» Actions to take:
• a. In the passage about Miggie's cancer treatment, who is identified as her radiation oncologist?
• b. Using the passage about Miggie's cancer treatment, explain why Dr. Whiting remained concerned after the pathologist examined the primary tumor.
• c. Translate this sentence from the passage about Miggie's cancer treatment into Spanish: "In August of 2007, Miggie was ready for a break."

» Excerpted passage:
---------------
Miggie respects Dr. Sinanan very much. “He’s one of the very best surgeons for what I had,” she says. “And he said surgery would be the worst thing I would ever go through and take a long time to recover from. I had to respect his experience, but inside I was telling myself, ‘I don’t think so.’ I went home in just four days, after a wonderful experience at UW Medical Center.”
"Remarkably, from the original 11 cm primary tumor, there was only a single 1 mm (one-tenth of a centimeter) focus of viable cancer found by the pathologist," says Dr. Whiting. Yet, he was still concerned as another small spot of cancer remained present in a resected lymph node.
Because of her very advanced cancer, following surgery Miggie went through another three months of GTX chemotherapy, before Dr. Whiting switched the drugs to gemcitabine, oxalaplatin and erlotinib (Tarceva) and then to gemcitabine alone. In August of 2007, Miggie was ready for a break.
Then, after a few months of no treatment, “the suspicious lymph node on my aorta grew one centimeter,” Miggie says. In actuality, the node had grown to over 3 centimeters and a PET scan confirmed that it was positive. “Dr. Whiting and Dr. Wui-Jin Koh, my radiation oncologist, decided radiation would be an effective way to get rid of the problem.”
Miggie had nine weeks of chemotherapy with cisplatin and irinotecan, and 26 fractions of radiation overlapping with the first six weeks of chemo. “At the end of that treatment I needed another break,” Miggie says. “I had been through about a year and a half of treatment and needed to get my strength back. My follow-up scans were clean, and kept being clean, so I never went back on chemotherapy,” she says.
---------------
(Source records)

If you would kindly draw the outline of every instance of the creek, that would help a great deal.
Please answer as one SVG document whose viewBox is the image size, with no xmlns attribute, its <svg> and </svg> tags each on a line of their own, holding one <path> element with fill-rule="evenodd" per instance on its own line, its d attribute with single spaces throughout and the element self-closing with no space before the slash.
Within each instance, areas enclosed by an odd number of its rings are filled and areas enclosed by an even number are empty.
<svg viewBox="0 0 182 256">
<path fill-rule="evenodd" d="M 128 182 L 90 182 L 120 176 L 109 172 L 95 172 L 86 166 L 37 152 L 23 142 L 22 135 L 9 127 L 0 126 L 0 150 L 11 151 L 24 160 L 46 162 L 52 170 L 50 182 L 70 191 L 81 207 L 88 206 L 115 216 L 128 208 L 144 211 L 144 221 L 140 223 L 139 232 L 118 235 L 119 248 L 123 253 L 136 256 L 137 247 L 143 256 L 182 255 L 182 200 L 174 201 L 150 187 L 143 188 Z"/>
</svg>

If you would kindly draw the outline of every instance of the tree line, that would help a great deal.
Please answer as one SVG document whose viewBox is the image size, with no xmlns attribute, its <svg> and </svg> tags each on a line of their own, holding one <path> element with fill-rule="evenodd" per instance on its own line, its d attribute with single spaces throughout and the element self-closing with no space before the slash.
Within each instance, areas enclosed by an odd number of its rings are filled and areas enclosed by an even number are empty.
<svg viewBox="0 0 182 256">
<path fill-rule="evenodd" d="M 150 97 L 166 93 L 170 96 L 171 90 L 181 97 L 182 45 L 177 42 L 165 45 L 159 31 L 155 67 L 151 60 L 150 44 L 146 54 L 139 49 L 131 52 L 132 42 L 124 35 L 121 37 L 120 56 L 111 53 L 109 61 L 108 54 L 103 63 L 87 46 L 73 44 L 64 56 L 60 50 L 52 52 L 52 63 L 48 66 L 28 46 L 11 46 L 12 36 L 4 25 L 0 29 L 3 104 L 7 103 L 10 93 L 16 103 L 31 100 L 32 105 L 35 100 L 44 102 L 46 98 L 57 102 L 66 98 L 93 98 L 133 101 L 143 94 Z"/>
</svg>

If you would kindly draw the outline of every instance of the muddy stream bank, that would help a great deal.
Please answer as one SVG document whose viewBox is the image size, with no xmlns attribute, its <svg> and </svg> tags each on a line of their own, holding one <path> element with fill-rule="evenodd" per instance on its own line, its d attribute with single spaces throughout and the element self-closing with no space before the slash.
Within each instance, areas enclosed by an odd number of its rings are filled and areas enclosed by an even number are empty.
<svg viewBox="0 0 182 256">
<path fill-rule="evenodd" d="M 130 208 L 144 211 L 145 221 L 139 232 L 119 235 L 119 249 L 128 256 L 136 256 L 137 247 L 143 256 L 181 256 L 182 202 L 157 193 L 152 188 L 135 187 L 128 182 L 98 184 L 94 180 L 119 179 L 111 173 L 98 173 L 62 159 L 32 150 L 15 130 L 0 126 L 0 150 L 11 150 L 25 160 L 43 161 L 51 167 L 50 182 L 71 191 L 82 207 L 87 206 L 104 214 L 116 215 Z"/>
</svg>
---------------
» Answers in order:
• a. Dr. Wui-Jin Koh.

• b. Only a single 1 mm focus of viable cancer was found in the original 11 cm primary tumor. However, another small spot of cancer was still present in a resected lymph node, so Dr. Whiting remained concerned.

• c. En agosto de 2007, Miggie estaba lista para un descanso.